• [Excerpted passage]
- - -

Sunday, January 13, 2008

Beach balls


(Patroclus asked me to rub my chin in the direction of Echo Beach/Moving Wallpaper. And you don't argue with Patroclus.)

I should have read the instructions first.

Confronted with the first episodes of Echo Beach (ITV's new post-watershed soap) and Moving Wallpaper (ITV's archly postmodern comedy about the making of ITV's new post-watershed soap) I assumed that the latter was the equivalent to the extras on a DVD, or maybe one of those spin-off shows for the benefit of people who can take more Big Brother or Dr Who than government nutritionists would normally recommend. So I watched the soap first, managed to stagger through half an episode and it was shit. I mean, not just Hollyoaks shit, not just cynical, falsely glossy, one-eye-on-the-gossip-columns shit, but Eldorado shit. Albion Market shit.

Then the lovely woman without whom I'd probably be unable to put on my trousers the right way up pointed out that Moving Wallpaper was broadcast first, so maybe I should watch that first. And Moving Wallpaper turned out to be a fairly amusing sitcom about media folk, a bit like Extras, maybe. Although, really, that's not the point, is it? The fact that one show is OK, and one is dire, is swatted into irrelevance by the high-concept 'aboutness' of the whole project. After I'd watched MW, I tried EB again and, although it was still very bad, at least we knew why the hunky harbour master and the Indian barmaid and her off of Footballers Wives were there.

The thing is, despite all the hoo-ha about ITV taking postmodernism to the masses, MW/EB is doing very little that other show-within-show shows (Extras, Larry Sanders, Annually Retentive) haven't done, apart from splitting the two components. All of them were predicated on the fact that the 'real' show (eg When The Whistle Blows) probably wasn't something you'd bother to watch. If the earlier shows were fruit yogurts, this is Müller Fruit Corner. Not so much groundbreaking, more like painting the floor a slightly different colour.

Of course, there's loads of fun here for media theorists to ponder over which shows and characters are simulacra of the other, and which of them are more real. Is the actress called Suzie Amy, played by the actress called Susie Amy, more real than the producer Jonathan Pope, played by Ben Miller, although the real producer of Echo Beach is called Jonathan Pope? Did someone really nut a picture of Michael Grade, and would they have mentioned if he did?

Unfortunately for the makers, the whole 'real'/'fake' interface has been overtaken by... I was going to say real life, but you know what I mean. Stuff on the news. The WGA strike in the States is an intriguing beast, not least because it's drawing people's attention to what writers actually do. There's a paradox here: when we're watching drama, we know that Bruce Willis or Judi Dench aren't making up their own words, but we suspend disbelief. We know we're doing it but, hey, it's all make believe, innit? But when we watch something that's meant to be 'real' (a talk show or an awards ceremony, for example) we also kid ourselves that Jay Leno or Jon Stewart is coming up with his own quips, and our enjoyment really suffers when we know the whole thing's scripted.

- - -

• [Entries shown]
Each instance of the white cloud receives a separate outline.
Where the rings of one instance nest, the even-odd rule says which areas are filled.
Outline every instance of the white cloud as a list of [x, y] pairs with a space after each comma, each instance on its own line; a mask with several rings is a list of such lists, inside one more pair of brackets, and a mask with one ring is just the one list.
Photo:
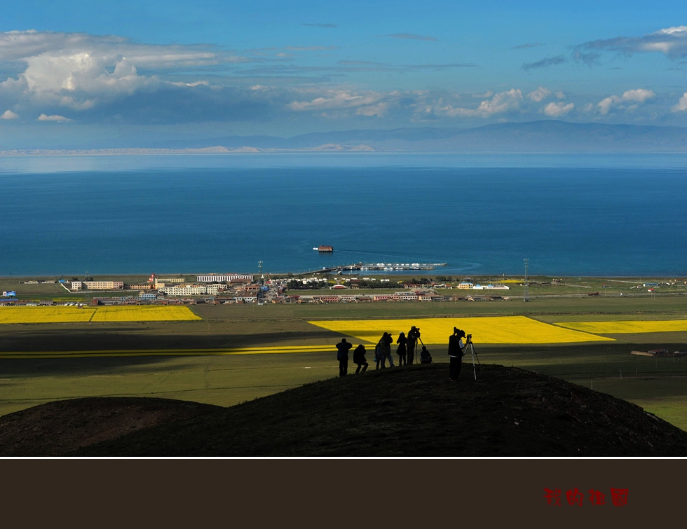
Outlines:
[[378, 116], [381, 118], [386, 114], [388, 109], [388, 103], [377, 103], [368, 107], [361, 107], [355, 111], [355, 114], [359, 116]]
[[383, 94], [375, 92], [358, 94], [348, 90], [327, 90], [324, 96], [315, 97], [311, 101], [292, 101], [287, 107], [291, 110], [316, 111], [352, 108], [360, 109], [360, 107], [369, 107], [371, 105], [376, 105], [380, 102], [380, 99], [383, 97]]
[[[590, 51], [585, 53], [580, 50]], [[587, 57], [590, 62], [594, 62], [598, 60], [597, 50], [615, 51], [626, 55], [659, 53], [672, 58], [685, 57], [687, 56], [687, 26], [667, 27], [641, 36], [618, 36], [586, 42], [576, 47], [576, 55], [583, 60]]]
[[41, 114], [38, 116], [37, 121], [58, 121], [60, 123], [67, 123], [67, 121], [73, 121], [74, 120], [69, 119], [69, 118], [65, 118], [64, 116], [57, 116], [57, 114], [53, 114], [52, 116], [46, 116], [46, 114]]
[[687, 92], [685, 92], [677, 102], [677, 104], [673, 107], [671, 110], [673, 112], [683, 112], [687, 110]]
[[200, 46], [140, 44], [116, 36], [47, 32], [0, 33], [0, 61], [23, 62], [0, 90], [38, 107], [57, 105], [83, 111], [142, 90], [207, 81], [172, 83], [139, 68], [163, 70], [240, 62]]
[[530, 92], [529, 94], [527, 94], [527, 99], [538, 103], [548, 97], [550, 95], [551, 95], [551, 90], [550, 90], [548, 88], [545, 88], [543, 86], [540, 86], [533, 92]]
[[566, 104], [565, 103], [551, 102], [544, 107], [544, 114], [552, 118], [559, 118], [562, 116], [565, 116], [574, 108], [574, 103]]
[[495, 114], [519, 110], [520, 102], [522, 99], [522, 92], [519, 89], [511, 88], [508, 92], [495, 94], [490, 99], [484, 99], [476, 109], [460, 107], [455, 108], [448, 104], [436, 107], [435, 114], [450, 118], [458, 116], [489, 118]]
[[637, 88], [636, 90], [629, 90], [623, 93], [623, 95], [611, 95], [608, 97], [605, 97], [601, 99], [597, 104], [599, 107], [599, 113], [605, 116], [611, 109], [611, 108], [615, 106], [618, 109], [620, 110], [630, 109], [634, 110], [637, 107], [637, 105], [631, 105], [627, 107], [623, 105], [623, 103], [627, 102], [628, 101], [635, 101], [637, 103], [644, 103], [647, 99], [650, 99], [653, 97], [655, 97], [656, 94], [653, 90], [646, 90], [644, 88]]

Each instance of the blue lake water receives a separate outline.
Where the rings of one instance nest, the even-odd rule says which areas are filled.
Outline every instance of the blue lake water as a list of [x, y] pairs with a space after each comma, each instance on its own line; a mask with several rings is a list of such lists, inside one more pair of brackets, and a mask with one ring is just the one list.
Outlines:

- - -

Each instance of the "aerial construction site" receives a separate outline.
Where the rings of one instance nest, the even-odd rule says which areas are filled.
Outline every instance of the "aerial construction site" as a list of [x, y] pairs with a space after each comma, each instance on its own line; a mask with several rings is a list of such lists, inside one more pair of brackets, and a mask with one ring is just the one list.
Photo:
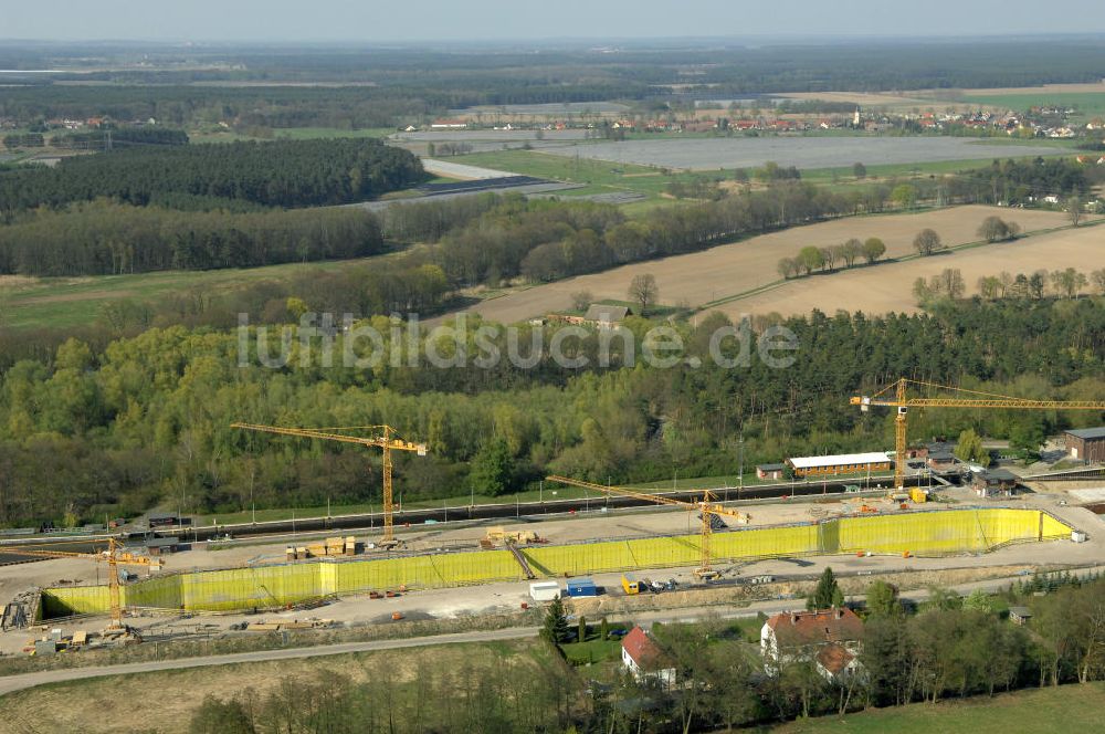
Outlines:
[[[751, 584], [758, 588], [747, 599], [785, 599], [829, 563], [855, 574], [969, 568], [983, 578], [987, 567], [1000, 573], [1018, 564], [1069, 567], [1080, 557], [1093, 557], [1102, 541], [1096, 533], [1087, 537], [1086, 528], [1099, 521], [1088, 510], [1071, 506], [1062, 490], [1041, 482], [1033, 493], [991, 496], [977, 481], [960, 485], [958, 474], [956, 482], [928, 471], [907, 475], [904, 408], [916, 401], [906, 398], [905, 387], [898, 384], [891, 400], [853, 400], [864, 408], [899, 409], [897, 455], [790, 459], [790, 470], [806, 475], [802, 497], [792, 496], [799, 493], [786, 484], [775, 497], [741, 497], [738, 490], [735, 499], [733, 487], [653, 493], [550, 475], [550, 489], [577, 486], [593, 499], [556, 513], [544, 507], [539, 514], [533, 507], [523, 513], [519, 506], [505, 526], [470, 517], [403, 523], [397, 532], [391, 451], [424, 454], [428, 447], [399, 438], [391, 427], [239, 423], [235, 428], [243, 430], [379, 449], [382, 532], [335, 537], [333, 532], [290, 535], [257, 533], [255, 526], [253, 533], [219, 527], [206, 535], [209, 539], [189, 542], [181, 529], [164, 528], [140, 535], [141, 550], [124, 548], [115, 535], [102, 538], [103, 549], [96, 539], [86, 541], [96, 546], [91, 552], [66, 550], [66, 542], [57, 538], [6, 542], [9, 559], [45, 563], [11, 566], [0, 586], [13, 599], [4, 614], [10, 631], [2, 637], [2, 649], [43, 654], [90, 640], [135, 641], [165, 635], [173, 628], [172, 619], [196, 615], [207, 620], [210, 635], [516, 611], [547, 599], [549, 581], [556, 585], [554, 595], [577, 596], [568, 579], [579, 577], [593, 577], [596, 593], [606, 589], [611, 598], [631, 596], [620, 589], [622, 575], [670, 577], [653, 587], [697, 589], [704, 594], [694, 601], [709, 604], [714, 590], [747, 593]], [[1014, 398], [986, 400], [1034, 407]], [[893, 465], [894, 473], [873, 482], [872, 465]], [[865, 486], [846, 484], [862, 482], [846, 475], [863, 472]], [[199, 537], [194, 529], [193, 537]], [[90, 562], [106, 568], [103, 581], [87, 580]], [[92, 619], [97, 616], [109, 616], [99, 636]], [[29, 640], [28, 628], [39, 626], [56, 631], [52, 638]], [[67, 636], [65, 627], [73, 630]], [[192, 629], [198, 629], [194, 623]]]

- - -

• [Stated exercise A] In the TV review, reproduce the passage starting at "Beach balls" and ending at "the instructions first.", but swap "instructions" for "manual".
• [Stated exercise B] According to the TV review, which actor plays the producer Jonathan Pope?

• [Correct output A]
Beach balls


(Patroclus asked me to rub my chin in the direction of Echo Beach/Moving Wallpaper. And you don't argue with Patroclus.)

I should have read the manual first.

• [Correct output B] Ben Miller